Try it: In the NumPy-Discussion thread on record arrays, why does Travis E. Oliphant say it is wrong to call recarray superseded by fancy data types?

Mailman 3 Record arrays - NumPy-Discussion

Record arrays

Stéfan van der Walt

June 26, 2008

12:13 p.m.

Hi all, I am documenting `recarray`, and have a question: Is its use still recommended, or has it been superseded by fancy data-types? Regards Stéfan

Show replies by date

Christopher Hanley

June 2008

12:31 p.m.

Stéfan van der Walt wrote:

...

Hi all,

I am documenting `recarray`, and have a question:

Is its use still recommended, or has it been superseded by fancy data-types?

Regards Stéfan _______________________________________________ Numpy-discussion mailing list Numpy-discussion@scipy.org http://projects.scipy.org/mailman/listinfo/numpy-discussion

I would say that it has been superseded by fancy data-types. It is necessary that recarray remain for backward compatibility with large, legacy numarray projects. However, I would encourage all new code be written with the native object arrays. Chris -- Christopher Hanley Systems Software Engineer Space Telescope Science Institute 3700 San Martin Drive Baltimore MD, 21218 (410) 338-4338

Travis E. Oliphant

12:38 p.m.

Stéfan van der Walt wrote:

...

Hi all,

I am documenting `recarray`, and have a question:

Is its use still recommended, or has it been superseded by fancy data-types?

I rarely recommend it's use (but some people do like attribute access to the fields). It is wrong, however, to say that recarray has been superseded by fancy data types because fancy data types have existed for as long as recarrays. I believe pyfits uses them quite a bit, and so they deserve to be documented. -Travis

Christopher Hanley

12:45 p.m.

Travis E. Oliphant wrote:

...

Stéfan van der Walt wrote:

...
Hi all,

I am documenting `recarray`, and have a question:

Is its use still recommended, or has it been superseded by fancy data-types?

I rarely recommend it's use (but some people do like attribute access to the fields). It is wrong, however, to say that recarray has been superseded by fancy data types because fancy data types have existed for as long as recarrays.

I believe pyfits uses them quite a bit, and so they deserve to be documented.

-Travis

_______________________________________________ Numpy-discussion mailing list Numpy-discussion@scipy.org http://projects.scipy.org/mailman/listinfo/numpy-discussion

Travis is correct. PyFITS uses recarrays quite extensively. It was the large, legacy numarray project I was referring too. ;-) I had forgotten about the attribute access. I know a number of people who use that feature in conjunction with matplotlib for plotting data in tables, especially during interactive use. Chris -- Christopher Hanley Systems Software Engineer Space Telescope Science Institute 3700 San Martin Drive Baltimore MD, 21218 (410) 338-4338

Perry Greenfield

7:51 p.m.

Hi Chris, Didn't we remove all dependence on recarray? I could have sworn we did that. Perry On Jun 26, 2008, at 12:45 PM, Christopher Hanley wrote:

...

Travis E. Oliphant wrote:

...
Stéfan van der Walt wrote:

...
Hi all,

I am documenting `recarray`, and have a question:

Is its use still recommended, or has it been superseded by fancy data-types?

Records:

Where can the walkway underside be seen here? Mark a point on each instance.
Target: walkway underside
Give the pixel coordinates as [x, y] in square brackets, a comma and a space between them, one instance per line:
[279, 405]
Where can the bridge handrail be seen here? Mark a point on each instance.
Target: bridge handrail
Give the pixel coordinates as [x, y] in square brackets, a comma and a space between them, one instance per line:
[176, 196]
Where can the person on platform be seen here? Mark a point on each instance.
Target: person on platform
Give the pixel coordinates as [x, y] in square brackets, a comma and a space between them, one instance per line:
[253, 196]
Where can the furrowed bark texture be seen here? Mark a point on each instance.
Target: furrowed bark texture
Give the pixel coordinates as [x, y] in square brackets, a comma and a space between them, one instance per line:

Task answer: Fancy data types have existed for as long as recarrays.